::: PASSAGE FOR REVIEW :::

According to some research, the average human attention span is now eight seconds, less than that of the goldfish with nine. But, asks Faris Yakob, can this possibly be true or does it simply suit companies and marketers to say so?

It will take the average person three minutes to read this column. Sadly, this means that none of you will get past the first paragraph unless I explode some linguistic pyrotechnics or establish a nominally contrarian point of view because, as everyone knows, the average human attention span is now eight seconds, less than that of the goldfish with nine.

When the disparity between the normative duration of your focus and the amount required to read a few hundred words is pointed out, doesn’t that give you pause? Enough to keep reading?

In 2015, the consumer insight team at Microsoft Canada released a report called Attention Spans which included the shocking statistic of our shrivelled skill. This became the headline in coverage all over the world, from The Guardian to The New York Times. It continues to worm its way into innumerable agency and media company presentations. It’s a striking image, appending something that feels true to something we think we all know, bolstered by association to a reputable source. It is also a case study for how fake news spreads in the advertising industry because it is false in every conceivable way.

The Microsoft report was based on studying the brain activity of 112 people, but the headline was not derived from that research. It is sourced to a company called Statistic Brain. Upon visiting the site, it appears to be a research company. A chart with the fishy fact appears there. A reverse image search led me to the source of the claim, a software manual called Building Information Modeling and Construction Management. Here the chart is sourced to the National Center for Biotechnology Information and US Library of Medicine but when asked, both denied any knowledge of research that supports it.

::: EXCERPTED RECORDS :::

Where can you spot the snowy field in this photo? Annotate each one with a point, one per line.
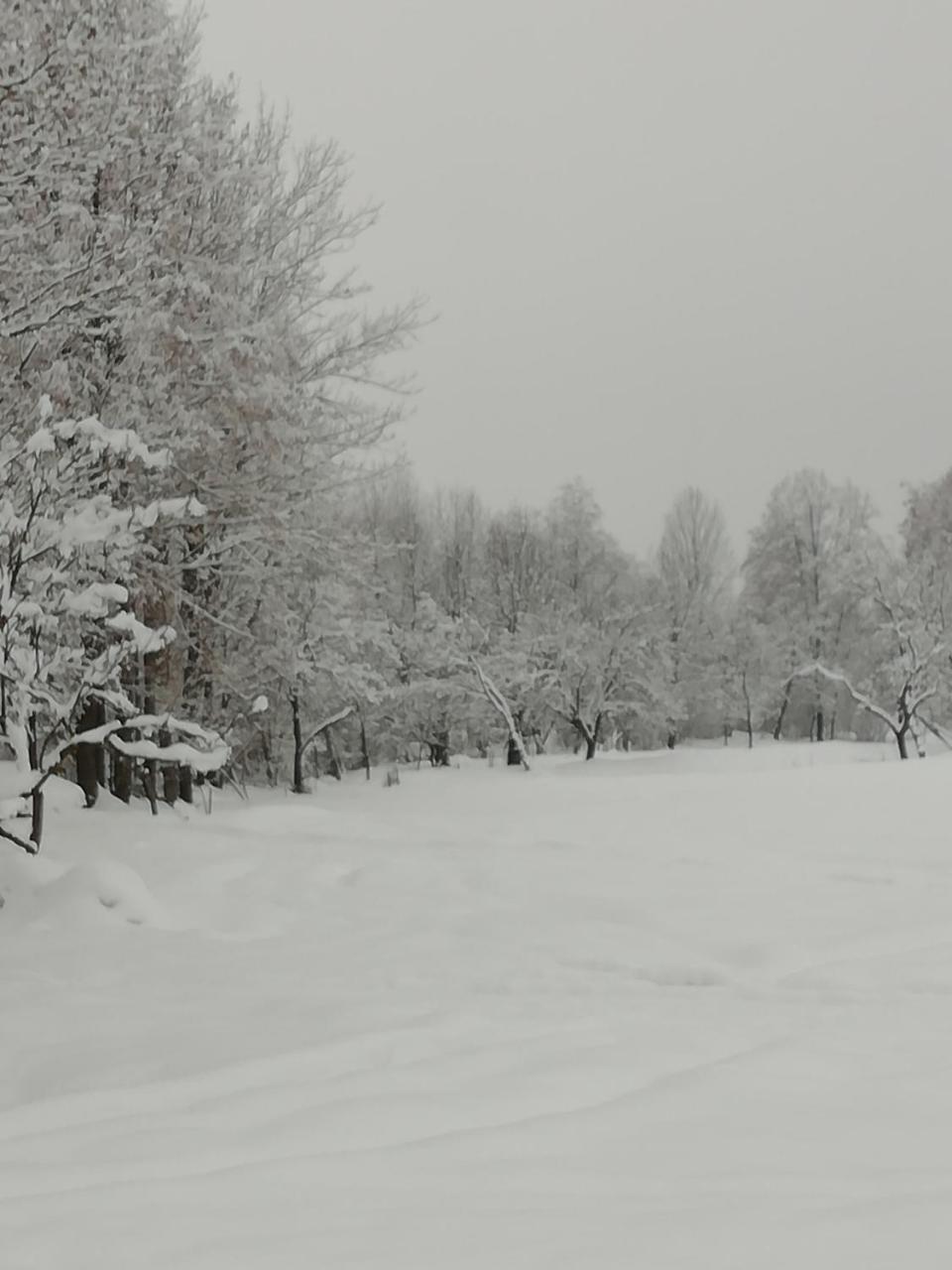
(685, 1010)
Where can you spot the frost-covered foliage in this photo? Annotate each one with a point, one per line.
(175, 280)
(71, 545)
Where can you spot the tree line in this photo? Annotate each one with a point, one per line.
(206, 561)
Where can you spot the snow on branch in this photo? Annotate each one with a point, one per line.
(860, 698)
(327, 722)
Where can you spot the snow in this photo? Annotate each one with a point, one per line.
(682, 1010)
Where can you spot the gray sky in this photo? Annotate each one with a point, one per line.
(669, 241)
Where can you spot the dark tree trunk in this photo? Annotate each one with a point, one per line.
(439, 749)
(122, 769)
(36, 826)
(749, 715)
(87, 756)
(171, 775)
(150, 785)
(782, 715)
(365, 749)
(298, 783)
(335, 769)
(186, 784)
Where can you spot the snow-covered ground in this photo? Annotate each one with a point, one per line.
(685, 1010)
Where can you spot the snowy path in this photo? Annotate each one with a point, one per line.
(690, 1012)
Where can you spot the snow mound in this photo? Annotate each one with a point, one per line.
(104, 892)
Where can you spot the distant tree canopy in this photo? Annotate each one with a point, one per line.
(173, 272)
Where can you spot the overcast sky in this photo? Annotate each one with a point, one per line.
(669, 241)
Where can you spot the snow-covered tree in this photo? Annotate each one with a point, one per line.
(803, 579)
(694, 572)
(70, 545)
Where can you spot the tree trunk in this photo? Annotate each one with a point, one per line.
(87, 757)
(439, 749)
(36, 826)
(365, 751)
(335, 769)
(122, 767)
(298, 783)
(515, 752)
(749, 715)
(171, 775)
(782, 715)
(186, 784)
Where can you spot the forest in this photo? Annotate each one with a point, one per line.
(211, 563)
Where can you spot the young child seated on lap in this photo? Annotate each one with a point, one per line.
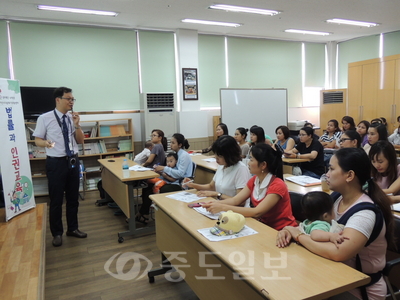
(320, 224)
(172, 159)
(142, 157)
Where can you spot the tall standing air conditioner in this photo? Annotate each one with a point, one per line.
(158, 112)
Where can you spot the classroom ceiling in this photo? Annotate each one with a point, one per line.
(167, 15)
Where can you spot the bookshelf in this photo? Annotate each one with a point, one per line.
(103, 139)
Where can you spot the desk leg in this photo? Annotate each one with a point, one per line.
(104, 201)
(133, 208)
(165, 267)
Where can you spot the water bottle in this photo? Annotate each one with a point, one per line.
(125, 168)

:::

**TASKS FOR THIS EXERCISE**
1 – In the attention span column, edit the passage between "When the disparity" and "to keep reading?", inclusive, replacing "focus" with "concentration".
2 – List every title of a report, newspaper or manual that the attention span column names.

**SOLUTIONS**
1 –
When the disparity between the normative duration of your concentration and the amount required to read a few hundred words is pointed out, doesn’t that give you pause? Enough to keep reading?

2 –
Attention Spans
The Guardian
The New York Times
Building Information Modeling and Construction Management